■ TASKS TO CARRY OUT:
a - In the election appeal summary, on what date did the Appellants file their petition?
b - List every calendar date mentioned in the election appeal summary.
c - Translate this sentence from the election appeal summary into French: "After hearing parties on their respective affidavit evidence, the trial tribunal refused the application."

■ EXCERPT TO READ:
────────────────────────────────────────
Muhammed Lawal Shuaibu JCA
Habeeb Adewale Olumuyiwa Abiru JCA
Abdul-Azeez Waziri JCA
APPELLANTS
RESPONDENTS
APPEAL, CONSTITUTIONAL LAW, ELECTION, EVIDENCE, JUDGMENT, PRACTICE AND PROCEDURE
On 25th day of February, 2023 the 7th Respondent herein conducted an election to the Ughelli North/Ughelli South/Udu Federal Constituency wherein the 1st Respondent was declared victorious. Appellants were dissatisfied with the return of the 1st Respondent and filed their petition on the 20th March, 2023 against the 1st Respondent and others at the lower tribunal.
In opposition, the Respondents filed their respective replies to the petition and thereafter, the Appellants applied for the issuance of pre-hearing session when the pleadings were closed. In the course of pre-hearing sessions, some pending applications were heard and granted while others were adjourned to a later date. And precisely on Wednesday, 14th June, 2023 the Appellants’ counsel who was present in the Court at the last adjourned date was absent in Court and the respective counsel for the Respondents applied for the dismissal of the petition under paragraph 18(11)(a) of the First Schedule to the Electoral Act 2022 which application was granted by the trial tribunal.
Subsequently, the Appellants vide a Motion on Notice filed on 15/6/2023 prayed the trial tribunal for an order setting aside the said decision and relisting the petition hitherto dismissed. After hearing parties on their respective affidavit evidence, the trial tribunal refused the application.
────────────────────────────────────────
■ RAW DATA:
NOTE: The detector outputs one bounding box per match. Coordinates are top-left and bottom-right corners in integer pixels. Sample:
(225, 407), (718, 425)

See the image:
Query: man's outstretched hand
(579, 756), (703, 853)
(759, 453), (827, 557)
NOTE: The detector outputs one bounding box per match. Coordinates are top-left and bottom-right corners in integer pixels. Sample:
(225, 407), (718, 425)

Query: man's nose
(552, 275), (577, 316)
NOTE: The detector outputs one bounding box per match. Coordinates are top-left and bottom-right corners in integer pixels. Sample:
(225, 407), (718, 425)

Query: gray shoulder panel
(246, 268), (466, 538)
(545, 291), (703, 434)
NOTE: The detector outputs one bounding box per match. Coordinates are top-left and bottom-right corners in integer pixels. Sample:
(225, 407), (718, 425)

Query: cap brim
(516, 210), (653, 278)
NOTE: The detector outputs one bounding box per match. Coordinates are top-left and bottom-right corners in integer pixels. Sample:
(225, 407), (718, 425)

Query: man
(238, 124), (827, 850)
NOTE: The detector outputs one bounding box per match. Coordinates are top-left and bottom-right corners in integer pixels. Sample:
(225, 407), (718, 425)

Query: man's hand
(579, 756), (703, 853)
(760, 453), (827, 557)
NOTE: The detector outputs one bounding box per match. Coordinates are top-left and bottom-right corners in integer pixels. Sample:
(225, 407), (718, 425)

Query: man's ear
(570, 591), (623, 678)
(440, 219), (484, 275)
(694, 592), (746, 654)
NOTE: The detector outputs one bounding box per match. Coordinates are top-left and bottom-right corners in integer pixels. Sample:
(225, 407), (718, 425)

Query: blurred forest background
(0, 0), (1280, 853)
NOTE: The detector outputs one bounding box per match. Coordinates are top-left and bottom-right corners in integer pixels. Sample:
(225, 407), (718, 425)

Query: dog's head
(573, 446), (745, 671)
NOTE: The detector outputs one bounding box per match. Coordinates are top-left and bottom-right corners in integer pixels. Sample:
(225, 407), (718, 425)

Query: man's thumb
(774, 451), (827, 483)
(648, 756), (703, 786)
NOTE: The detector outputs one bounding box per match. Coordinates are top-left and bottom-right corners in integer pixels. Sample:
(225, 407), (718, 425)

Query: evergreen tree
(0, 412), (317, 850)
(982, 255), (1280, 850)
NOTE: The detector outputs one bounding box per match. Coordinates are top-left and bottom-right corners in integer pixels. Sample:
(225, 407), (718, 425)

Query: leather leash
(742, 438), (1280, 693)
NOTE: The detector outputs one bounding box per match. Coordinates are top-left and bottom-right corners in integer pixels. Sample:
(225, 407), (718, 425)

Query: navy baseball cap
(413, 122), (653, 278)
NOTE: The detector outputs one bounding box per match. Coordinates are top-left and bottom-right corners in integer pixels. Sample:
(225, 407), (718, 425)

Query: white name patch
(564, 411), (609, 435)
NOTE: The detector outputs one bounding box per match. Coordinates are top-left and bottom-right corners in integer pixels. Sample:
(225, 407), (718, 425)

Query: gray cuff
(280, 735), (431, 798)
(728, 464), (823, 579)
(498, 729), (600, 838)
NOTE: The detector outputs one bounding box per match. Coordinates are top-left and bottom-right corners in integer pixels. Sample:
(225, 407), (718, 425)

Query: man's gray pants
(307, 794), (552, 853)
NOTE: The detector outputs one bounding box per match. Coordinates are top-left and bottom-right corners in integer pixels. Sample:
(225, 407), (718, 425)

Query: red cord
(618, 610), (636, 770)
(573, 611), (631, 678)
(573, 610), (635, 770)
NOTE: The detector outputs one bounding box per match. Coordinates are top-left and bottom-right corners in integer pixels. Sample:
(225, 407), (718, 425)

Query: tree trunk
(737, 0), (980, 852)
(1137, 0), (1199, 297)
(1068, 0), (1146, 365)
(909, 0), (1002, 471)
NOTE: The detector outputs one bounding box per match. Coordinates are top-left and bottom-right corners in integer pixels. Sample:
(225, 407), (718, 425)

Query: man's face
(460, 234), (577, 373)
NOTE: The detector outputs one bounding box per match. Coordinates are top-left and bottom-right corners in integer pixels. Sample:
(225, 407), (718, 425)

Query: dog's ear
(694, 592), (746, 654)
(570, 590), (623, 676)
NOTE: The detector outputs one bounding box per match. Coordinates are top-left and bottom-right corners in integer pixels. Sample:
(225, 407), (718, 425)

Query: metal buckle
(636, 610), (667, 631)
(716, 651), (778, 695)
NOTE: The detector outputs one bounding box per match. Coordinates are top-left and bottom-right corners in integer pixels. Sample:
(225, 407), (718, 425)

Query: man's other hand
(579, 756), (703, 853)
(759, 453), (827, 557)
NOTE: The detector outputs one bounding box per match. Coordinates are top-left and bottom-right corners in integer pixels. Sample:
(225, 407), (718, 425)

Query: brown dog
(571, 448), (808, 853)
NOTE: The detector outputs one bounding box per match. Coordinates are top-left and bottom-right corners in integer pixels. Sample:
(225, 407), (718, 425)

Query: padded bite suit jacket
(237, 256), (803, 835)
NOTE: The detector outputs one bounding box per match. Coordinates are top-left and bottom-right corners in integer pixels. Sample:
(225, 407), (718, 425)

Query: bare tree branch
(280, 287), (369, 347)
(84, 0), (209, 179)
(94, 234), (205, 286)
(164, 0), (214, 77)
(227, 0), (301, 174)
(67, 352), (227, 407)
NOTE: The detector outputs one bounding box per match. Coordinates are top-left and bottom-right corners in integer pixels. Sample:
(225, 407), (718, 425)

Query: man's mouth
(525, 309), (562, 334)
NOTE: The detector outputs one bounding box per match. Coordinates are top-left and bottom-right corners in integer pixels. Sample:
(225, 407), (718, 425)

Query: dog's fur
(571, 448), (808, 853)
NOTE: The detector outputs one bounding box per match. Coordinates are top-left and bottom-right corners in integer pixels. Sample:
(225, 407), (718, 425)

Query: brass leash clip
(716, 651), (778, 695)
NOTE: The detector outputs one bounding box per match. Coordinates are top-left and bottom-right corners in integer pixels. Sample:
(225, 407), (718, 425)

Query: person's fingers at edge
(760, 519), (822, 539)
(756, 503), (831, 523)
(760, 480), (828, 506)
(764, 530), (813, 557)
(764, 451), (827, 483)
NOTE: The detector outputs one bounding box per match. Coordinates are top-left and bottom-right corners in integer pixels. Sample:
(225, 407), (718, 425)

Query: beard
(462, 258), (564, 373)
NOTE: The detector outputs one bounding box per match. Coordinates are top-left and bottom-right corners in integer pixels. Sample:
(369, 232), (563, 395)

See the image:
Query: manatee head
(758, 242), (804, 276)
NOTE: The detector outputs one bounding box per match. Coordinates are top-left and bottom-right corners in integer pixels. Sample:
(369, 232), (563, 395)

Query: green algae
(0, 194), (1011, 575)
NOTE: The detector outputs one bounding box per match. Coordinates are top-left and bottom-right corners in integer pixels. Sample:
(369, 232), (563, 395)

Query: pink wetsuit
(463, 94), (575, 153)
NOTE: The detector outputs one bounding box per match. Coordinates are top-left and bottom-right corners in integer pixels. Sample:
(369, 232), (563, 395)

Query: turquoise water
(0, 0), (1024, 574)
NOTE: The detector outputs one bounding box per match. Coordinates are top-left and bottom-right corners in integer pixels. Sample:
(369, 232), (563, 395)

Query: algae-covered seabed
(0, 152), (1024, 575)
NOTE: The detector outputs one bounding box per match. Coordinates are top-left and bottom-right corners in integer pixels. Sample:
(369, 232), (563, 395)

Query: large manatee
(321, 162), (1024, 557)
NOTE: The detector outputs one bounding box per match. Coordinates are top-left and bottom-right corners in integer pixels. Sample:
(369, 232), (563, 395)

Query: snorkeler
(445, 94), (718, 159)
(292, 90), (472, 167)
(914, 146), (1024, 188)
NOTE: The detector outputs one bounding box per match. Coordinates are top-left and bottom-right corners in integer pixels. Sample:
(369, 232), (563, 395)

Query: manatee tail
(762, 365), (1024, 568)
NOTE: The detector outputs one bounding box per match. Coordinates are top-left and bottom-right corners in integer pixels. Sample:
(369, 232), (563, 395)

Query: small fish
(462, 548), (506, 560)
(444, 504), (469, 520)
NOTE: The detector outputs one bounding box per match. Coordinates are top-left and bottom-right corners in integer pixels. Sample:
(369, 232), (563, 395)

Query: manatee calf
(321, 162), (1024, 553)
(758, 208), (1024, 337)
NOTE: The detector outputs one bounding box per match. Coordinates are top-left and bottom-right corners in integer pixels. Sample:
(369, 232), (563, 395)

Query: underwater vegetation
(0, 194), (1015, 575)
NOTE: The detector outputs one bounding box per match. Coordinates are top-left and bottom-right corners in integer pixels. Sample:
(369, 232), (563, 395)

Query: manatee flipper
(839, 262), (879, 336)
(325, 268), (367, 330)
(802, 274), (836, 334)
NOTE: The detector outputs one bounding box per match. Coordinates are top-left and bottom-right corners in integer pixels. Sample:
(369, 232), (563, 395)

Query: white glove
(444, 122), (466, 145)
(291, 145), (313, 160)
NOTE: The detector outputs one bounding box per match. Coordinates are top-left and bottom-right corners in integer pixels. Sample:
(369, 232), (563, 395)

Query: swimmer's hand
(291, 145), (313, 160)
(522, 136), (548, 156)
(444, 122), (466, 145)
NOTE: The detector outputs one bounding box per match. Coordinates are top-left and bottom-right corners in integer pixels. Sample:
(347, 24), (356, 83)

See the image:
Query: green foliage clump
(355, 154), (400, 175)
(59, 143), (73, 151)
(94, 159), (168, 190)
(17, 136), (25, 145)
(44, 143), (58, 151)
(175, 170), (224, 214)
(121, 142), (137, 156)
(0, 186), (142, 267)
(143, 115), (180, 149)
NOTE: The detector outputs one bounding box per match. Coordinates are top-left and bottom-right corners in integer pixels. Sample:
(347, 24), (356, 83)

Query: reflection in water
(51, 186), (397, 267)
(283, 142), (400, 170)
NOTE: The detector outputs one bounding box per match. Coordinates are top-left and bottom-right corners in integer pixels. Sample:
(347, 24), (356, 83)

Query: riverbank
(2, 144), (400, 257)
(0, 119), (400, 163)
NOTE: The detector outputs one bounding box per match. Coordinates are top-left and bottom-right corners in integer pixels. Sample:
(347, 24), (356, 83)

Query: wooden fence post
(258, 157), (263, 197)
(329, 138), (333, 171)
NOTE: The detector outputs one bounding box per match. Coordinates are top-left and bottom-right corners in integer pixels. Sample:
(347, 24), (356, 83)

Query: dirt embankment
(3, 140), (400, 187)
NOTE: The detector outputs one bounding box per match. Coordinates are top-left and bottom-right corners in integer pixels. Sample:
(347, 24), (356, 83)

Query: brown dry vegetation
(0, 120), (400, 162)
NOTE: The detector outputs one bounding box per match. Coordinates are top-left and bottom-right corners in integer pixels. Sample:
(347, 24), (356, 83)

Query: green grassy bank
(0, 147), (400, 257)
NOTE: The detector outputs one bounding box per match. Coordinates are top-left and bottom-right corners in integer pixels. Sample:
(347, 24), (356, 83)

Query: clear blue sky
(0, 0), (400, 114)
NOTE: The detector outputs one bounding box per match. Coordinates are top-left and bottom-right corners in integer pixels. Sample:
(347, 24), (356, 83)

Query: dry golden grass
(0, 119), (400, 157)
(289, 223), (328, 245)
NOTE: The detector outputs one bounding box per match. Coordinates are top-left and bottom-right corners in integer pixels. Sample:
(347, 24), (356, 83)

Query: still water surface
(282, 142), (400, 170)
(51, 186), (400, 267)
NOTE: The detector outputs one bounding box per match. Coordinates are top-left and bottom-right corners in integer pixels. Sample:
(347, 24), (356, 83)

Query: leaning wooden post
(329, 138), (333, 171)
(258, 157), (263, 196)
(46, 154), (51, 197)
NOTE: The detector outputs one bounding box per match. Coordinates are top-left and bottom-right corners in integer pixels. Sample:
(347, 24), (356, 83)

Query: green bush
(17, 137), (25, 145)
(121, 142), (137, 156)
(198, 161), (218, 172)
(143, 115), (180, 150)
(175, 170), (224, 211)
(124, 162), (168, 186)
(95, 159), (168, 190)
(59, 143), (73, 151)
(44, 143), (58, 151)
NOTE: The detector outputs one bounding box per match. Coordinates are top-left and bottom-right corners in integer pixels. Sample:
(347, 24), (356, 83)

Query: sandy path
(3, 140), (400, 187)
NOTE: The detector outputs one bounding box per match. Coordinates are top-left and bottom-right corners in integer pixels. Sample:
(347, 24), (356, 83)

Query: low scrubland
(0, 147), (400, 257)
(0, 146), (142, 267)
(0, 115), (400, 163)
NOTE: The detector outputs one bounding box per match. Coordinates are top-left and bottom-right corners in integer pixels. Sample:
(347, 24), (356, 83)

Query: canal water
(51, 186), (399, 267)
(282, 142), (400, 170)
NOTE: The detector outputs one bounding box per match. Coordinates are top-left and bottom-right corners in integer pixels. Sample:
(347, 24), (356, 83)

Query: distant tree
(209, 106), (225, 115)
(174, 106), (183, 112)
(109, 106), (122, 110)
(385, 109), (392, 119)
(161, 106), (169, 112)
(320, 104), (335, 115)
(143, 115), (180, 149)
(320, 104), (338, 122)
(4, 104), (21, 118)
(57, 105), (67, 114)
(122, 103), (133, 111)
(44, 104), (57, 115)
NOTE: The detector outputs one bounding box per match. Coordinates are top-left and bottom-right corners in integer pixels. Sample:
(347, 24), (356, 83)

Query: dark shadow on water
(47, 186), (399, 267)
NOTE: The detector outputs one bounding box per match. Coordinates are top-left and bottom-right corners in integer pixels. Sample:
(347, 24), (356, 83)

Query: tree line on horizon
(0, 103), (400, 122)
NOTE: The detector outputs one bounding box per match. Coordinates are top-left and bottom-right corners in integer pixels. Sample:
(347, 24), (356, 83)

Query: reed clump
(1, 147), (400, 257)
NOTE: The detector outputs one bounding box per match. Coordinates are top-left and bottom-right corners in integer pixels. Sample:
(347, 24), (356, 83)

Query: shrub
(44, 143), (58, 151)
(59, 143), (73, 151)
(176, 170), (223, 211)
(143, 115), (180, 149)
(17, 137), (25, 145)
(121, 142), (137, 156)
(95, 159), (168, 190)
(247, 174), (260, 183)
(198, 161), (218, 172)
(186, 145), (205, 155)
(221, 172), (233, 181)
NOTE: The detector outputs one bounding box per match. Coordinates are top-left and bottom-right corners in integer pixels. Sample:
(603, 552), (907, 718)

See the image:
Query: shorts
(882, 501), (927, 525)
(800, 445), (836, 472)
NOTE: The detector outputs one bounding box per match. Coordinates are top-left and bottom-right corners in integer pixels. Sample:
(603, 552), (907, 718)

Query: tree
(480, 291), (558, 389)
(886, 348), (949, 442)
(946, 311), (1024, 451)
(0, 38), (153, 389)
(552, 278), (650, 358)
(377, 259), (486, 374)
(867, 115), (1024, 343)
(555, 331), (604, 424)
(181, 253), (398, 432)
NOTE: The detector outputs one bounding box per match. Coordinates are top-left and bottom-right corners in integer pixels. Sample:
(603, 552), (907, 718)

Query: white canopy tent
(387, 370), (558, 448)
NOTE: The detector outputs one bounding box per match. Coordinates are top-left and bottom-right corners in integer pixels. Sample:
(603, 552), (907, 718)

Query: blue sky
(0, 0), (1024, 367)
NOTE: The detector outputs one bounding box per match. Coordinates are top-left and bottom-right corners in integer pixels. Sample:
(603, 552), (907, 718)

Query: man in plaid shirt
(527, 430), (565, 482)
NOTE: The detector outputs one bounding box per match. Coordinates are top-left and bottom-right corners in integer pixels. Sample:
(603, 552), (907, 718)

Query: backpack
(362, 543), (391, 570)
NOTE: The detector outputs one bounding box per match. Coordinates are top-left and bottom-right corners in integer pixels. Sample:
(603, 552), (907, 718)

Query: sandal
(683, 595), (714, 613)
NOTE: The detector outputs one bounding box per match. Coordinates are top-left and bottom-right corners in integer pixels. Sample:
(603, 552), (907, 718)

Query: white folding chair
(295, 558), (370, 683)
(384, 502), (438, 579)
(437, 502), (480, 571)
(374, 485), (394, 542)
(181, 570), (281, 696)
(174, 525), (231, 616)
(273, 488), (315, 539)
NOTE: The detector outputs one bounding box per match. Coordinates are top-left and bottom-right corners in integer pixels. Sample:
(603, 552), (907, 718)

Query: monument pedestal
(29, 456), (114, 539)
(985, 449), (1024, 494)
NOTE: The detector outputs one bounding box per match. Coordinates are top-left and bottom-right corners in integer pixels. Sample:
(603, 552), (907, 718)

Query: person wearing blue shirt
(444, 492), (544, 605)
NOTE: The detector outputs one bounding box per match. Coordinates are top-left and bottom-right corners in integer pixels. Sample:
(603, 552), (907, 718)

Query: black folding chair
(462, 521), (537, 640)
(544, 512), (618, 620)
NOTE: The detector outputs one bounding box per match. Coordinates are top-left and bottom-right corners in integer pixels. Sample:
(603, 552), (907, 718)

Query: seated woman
────────────────────────────────────────
■ PER-TASK ANSWERS:
a - The Appellants filed their petition on the 20th March, 2023.

b - 25th day of February, 2023; 20th March, 2023; Wednesday, 14th June, 2023; 15/6/2023

c - Après avoir entendu les parties sur leurs preuves respectives par affidavit, le tribunal de première instance a rejeté la requête.